About this task
The data below is to be returned in full and exactly.

Data supplied
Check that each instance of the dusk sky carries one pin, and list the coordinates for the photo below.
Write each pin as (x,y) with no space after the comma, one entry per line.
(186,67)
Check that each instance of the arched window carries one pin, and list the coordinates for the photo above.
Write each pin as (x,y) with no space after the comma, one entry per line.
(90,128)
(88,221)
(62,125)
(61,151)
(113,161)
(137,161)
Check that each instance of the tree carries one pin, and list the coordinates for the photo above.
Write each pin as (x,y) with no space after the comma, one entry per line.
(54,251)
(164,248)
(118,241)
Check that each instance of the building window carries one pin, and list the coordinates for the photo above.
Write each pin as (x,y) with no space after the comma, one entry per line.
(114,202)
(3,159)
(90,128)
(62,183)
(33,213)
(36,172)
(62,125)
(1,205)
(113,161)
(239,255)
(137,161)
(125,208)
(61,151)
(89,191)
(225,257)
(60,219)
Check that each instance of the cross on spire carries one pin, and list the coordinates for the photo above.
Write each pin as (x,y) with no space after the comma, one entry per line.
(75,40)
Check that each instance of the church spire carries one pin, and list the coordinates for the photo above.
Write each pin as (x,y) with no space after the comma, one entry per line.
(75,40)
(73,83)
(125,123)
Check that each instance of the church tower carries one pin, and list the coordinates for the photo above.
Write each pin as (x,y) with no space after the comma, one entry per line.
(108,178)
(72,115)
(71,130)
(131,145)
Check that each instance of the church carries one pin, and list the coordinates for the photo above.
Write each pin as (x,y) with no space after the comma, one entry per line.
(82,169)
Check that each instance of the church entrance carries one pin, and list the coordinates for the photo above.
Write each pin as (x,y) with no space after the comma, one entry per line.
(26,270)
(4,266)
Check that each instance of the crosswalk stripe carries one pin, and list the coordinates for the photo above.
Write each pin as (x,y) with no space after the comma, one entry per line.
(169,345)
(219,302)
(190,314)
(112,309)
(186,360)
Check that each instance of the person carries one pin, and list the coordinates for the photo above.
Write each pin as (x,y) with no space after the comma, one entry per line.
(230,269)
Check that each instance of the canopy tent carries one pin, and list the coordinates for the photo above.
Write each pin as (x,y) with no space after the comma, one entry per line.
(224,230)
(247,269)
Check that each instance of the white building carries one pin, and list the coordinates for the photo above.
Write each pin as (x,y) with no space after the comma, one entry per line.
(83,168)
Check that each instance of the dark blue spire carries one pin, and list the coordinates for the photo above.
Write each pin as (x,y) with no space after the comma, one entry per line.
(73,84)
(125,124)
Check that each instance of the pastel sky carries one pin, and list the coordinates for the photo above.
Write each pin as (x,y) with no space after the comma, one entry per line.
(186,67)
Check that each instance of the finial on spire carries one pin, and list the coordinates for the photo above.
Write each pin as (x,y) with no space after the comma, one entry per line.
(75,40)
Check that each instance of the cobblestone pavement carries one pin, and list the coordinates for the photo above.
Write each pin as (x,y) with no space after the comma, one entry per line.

Answer box
Check that each instance of the dusk sky carries one pin, and list the coordinates for the photo below.
Write each pin as (x,y) with no space after the comma, one entry per line.
(186,67)
Check that each instance of the arched window carries one pin, and list the coordinates for the photo above.
Write each pin as (x,y) with no space after the comma, one entry per line.
(90,128)
(88,221)
(62,125)
(61,151)
(113,161)
(137,161)
Check that each instance of the tree carries one pin, and list the coordinates for the photo above.
Write each pin as (x,y) with no space after the comma, one entry per line.
(54,251)
(164,248)
(118,241)
Check that each instance of the building window carries one pin, and list the coordinates for the photo above.
Write each pin as (x,y) with no space after the comma, one entry per line.
(114,202)
(3,159)
(90,128)
(62,183)
(33,213)
(36,172)
(62,125)
(1,205)
(113,161)
(239,255)
(137,161)
(125,208)
(61,151)
(89,191)
(225,257)
(60,219)
Check that each instance of the cross on spire carries one pin, and list the coordinates for the photo above.
Write each pin as (x,y) with no space after the comma, one entry per line.
(75,40)
Check that each instance of the church spire carries one pin, and list the coordinates for the photo above.
Write each pin as (x,y) with no space after the comma, one entry per line.
(75,40)
(73,83)
(125,123)
Check that each instance of the church tower carries one pin, and list the coordinates for the photo above.
Write each pin as (x,y) with no space after the comma, one entry per line.
(108,178)
(72,115)
(71,130)
(131,145)
Check that each instance of the church carries one pin, and list the coordinates for the photo above.
Write each pin as (x,y) with no space after the comma, one entry per line.
(82,169)
Check that each instance of the church entrance carries one pin, and list the coordinates for the photo above.
Write each pin as (x,y) with no space after the comma, one entry per line.
(26,270)
(4,266)
Check that each instance of the crosswalk stripe carries one pin, and list the coordinates for the photo above.
Write each pin as (x,y) with no space after the comma, one entry per line.
(169,345)
(219,302)
(190,314)
(112,309)
(186,360)
Check that each instance of the person carries one pin, and list the coordinates for the photo above.
Write each pin as (x,y) with no space after the comma, one entry per line.
(230,269)
Check that each instance of the canopy tent carries one pin, and list the coordinates for the photo above.
Write each pin as (x,y) with no space after the comma, one entry per line.
(224,230)
(247,269)
Check that each instance of the white building carries one pin, and list the coordinates for the photo above.
Write each pin as (x,y) with no space after the comma, one entry per line.
(83,168)
Check that each instance of the dark blue spire carries one pin, and list the coordinates for the photo above.
Write each pin as (x,y) with no space after the comma, one entry per line.
(73,84)
(125,124)
Check that each instance of the pastel sky carries one pin, and list the coordinates for the photo above.
Write each pin as (x,y) with no space after the comma, one entry per line.
(186,67)
Check that each instance of the finial on spire carries one pin, and list the coordinates for the photo above.
Write each pin as (x,y) with no space after the comma, one entry per line.
(75,40)
Check that each instance of the cobblestone pavement carries one pin, and list the coordinates for the photo above.
Write each pin as (x,y) with no space after the comma, one entry per line.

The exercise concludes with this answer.